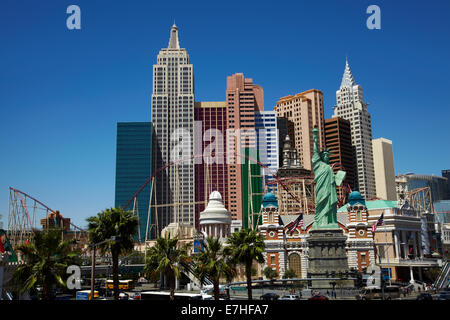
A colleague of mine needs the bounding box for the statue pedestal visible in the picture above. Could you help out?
[307,228,351,289]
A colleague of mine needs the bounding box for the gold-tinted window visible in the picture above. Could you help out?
[288,253,302,277]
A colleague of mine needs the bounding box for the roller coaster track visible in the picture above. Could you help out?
[7,187,87,248]
[123,151,312,214]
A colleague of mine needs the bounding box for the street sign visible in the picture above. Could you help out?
[381,268,392,280]
[193,240,204,253]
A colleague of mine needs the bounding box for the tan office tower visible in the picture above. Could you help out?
[226,73,264,224]
[334,59,376,199]
[372,138,397,201]
[274,89,325,171]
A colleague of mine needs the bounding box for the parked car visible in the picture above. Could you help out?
[308,294,329,301]
[129,292,141,300]
[260,292,279,300]
[279,294,301,300]
[355,286,401,300]
[118,292,129,300]
[416,293,433,301]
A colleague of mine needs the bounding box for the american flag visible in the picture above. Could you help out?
[372,213,384,233]
[287,213,304,234]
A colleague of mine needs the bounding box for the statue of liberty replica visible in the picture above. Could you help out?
[311,126,346,229]
[307,126,351,288]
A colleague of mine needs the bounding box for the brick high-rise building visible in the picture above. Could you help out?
[324,117,356,192]
[274,89,325,171]
[226,73,264,224]
[194,101,229,230]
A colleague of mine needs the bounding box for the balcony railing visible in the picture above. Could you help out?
[377,256,440,267]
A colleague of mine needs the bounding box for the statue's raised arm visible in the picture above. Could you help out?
[312,126,320,165]
[313,126,319,155]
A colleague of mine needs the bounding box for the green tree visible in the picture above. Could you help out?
[283,269,297,279]
[86,207,138,300]
[263,266,278,281]
[12,229,79,300]
[144,235,192,301]
[193,237,235,300]
[225,228,265,300]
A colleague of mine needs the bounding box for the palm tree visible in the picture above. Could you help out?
[144,235,191,300]
[86,207,138,300]
[12,229,79,300]
[225,228,265,300]
[193,237,235,300]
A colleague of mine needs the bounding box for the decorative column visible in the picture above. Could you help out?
[409,265,415,284]
[412,232,418,257]
[394,231,400,259]
[402,231,408,259]
[416,232,423,258]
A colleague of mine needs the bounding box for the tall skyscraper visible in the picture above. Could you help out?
[151,24,195,230]
[226,73,264,224]
[372,138,397,201]
[324,117,356,191]
[241,147,263,229]
[115,122,153,241]
[255,111,279,191]
[333,59,376,199]
[275,89,325,171]
[194,101,229,230]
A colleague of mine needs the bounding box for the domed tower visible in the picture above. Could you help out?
[258,192,285,278]
[261,192,279,224]
[345,190,375,272]
[199,191,232,239]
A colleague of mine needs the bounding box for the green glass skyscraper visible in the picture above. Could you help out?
[115,122,153,241]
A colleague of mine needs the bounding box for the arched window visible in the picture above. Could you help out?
[288,253,302,277]
[268,209,274,223]
[356,210,362,221]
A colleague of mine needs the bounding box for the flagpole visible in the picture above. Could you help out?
[384,219,392,286]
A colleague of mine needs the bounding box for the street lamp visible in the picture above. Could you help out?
[89,236,120,300]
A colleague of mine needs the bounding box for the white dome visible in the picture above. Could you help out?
[209,191,222,202]
[200,191,231,225]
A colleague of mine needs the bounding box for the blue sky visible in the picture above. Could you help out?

------

Each line from the one containing "A colleague of mine needs the bounding box for the white" to the end of the listing above should be copied exactly, and nothing else.

[Result]:
A colleague of mine needs the bounding box for the white dome visible in the picture above. Could you help out?
[209,191,222,202]
[200,191,231,225]
A colleague of mine needs the bounding box for the blue sky visible in the picture above. Could you help out?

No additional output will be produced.